- Prompt
Rewrite every line of the records below as a Markdown table with the columns "No." and "Text", numbering the rows and skipping blank lines. Leave the pictures out.

_ _ _ _ _ _ _

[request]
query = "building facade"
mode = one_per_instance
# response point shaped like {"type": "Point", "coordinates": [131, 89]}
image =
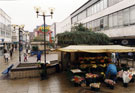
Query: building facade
{"type": "Point", "coordinates": [5, 30]}
{"type": "Point", "coordinates": [115, 18]}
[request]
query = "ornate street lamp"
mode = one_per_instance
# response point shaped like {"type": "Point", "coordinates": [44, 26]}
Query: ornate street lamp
{"type": "Point", "coordinates": [44, 16]}
{"type": "Point", "coordinates": [20, 29]}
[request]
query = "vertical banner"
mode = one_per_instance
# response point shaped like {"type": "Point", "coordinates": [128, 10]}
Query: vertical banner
{"type": "Point", "coordinates": [21, 40]}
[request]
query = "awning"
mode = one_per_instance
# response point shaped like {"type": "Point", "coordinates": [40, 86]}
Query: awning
{"type": "Point", "coordinates": [97, 48]}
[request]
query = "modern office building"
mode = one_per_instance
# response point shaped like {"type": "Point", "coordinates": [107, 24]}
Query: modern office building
{"type": "Point", "coordinates": [115, 18]}
{"type": "Point", "coordinates": [5, 30]}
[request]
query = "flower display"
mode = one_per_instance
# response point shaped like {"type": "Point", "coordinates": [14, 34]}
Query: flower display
{"type": "Point", "coordinates": [77, 79]}
{"type": "Point", "coordinates": [109, 81]}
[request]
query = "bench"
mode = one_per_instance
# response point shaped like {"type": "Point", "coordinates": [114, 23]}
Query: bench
{"type": "Point", "coordinates": [6, 71]}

_ _ _ _ _ _ _

- Result for this exercise
| No. | Text |
|---|---|
| 1 | [request] |
| 2 | query = "building facade" |
| 3 | mode = one_per_instance |
| 4 | # response point shaped like {"type": "Point", "coordinates": [131, 89]} |
| 5 | image = |
| 6 | Query: building facade |
| 7 | {"type": "Point", "coordinates": [5, 30]} |
| 8 | {"type": "Point", "coordinates": [115, 18]} |
| 9 | [request] |
| 10 | query = "ornate street lamp" |
| 11 | mode = one_per_instance |
| 12 | # response point shaped like {"type": "Point", "coordinates": [44, 26]} |
| 13 | Query: ornate street lamp |
| 14 | {"type": "Point", "coordinates": [44, 16]} |
| 15 | {"type": "Point", "coordinates": [20, 29]} |
| 16 | [request] |
| 17 | query = "vertical banner" |
| 18 | mode = one_per_instance |
| 19 | # response point shaped like {"type": "Point", "coordinates": [128, 10]} |
| 20 | Query: vertical banner |
| 21 | {"type": "Point", "coordinates": [21, 40]} |
| 22 | [request] |
| 23 | query = "awning" |
| 24 | mode = one_per_instance |
| 25 | # response point shaped like {"type": "Point", "coordinates": [40, 86]} |
| 26 | Query: awning |
| 27 | {"type": "Point", "coordinates": [97, 48]} |
| 28 | [request] |
| 29 | query = "modern office building" |
| 30 | mode = one_per_instance |
| 31 | # response point shaped like {"type": "Point", "coordinates": [107, 24]} |
| 32 | Query: modern office building |
| 33 | {"type": "Point", "coordinates": [115, 18]} |
| 34 | {"type": "Point", "coordinates": [5, 30]} |
| 35 | [request] |
| 36 | query = "flower display" |
| 37 | mode = one_per_instance |
| 38 | # response point shaped like {"type": "Point", "coordinates": [14, 34]} |
| 39 | Query: flower display |
| 40 | {"type": "Point", "coordinates": [77, 79]} |
| 41 | {"type": "Point", "coordinates": [109, 81]} |
| 42 | [request] |
| 43 | query = "bench" |
| 44 | mode = one_per_instance |
| 45 | # response point shaped like {"type": "Point", "coordinates": [114, 23]} |
| 46 | Query: bench |
| 47 | {"type": "Point", "coordinates": [6, 71]} |